====== EXCERPTED TEXT ======

More Dashboards Will Not Solve This
Health systems have tried to address the follow-up gap with worklists, tracking spreadsheets, and manual processes. I have watched care navigators spend hours every morning reconciling data from radiology systems against the EHR to figure out which patients still need to be contacted. In many organizations, that manual reconciliation is not a temporary workaround. It is the process. It is also the reason people fall through the cracks.
The limitation of most existing approaches is that they create visibility without creating accountability. A dashboard can tell you that a lung nodule was flagged. It cannot often tell you whether the follow-up was ordered, whether the patient was contacted, whether the appointment was scheduled, or whether the result came back. Those are different operational problems, and each one requires a different handoff.
What is needed is infrastructure that connects detection to completed care. Not just a view of what was found, but an operational layer that routes findings based on actual clinical risk, manages outreach, tracks completion, and escalates when something stalls.
What Completed Care Actually Looks Like
Radiology is often the starting point for a patient’s journey through the health system. From the moment an image is captured to the next step in care, each pathway is different. Patients have different needs, priorities, and resources. Technology workflows have different gaps that require different levels of support to close. Providers serve different populations with different barriers to care. There is no single worklist, workflow, or outreach strategy that can reliably solve every situation, every time.
In an environment defined by high variability and high stakes, high reliability becomes essential. It requires layered processes that apply the right tools to the right problem, with the goal of ensuring that no patient falls through the cracks. This means shifting our focus from task completion to patient outcome. Instead of asking, “Did the provider receive a notification?” we ask, “Did the patient receive the right next step in care?”
That distinction matters. True follow-up requires accounting for the complexity of the patient journey, including the reality that the right next step may change as new information, barriers, or circumstances emerge. High reliability is not measured by whether a task was checked off a list. It is measured by whether the system produced the intended action and result for the patient.
The Real Question for Imaging AI
The radiology AI market has spent the last several years racing to build better detection. That was the right starting point. But the industry is now at a point where the bottleneck is no longer whether a finding can be identified. The bottleneck is whether a finding, once identified, reliably reaches the right clinician, generates the right action, and results in completed care.
Health systems that invested heavily in AI detection tools are beginning to discover that the return on those investments depends almost entirely on what happens after the algorithm runs. A finding that surfaces in a report but never reaches the patient is not a detection success. It is a care failure that started with accurate imaging.
The next chapter of imaging AI needs to be about care completion: building the infrastructure between the radiology report and the EHR, between the finding and the follow-through, between what was identified and what was actually done about it. That is where patient safety lives. And right now, for too many health systems, it is also where patient safety breaks down.

====== INFORMATION SUPPLIED ======

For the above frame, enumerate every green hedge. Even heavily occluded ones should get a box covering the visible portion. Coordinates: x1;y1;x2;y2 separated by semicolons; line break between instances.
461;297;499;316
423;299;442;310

======

* _YOUR OBJECTIVE_
Print the passage of the radiology follow-up text from "Health systems that" to "safety breaks down.", word for word.

* _OUTPUT OF THE EXERCISE_
Health systems that invested heavily in AI detection tools are beginning to discover that the return on those investments depends almost entirely on what happens after the algorithm runs. A finding that surfaces in a report but never reaches the patient is not a detection success. It is a care failure that started with accurate imaging.
The next chapter of imaging AI needs to be about care completion: building the infrastructure between the radiology report and the EHR, between the finding and the follow-through, between what was identified and what was actually done about it. That is where patient safety lives. And right now, for too many health systems, it is also where patient safety breaks down.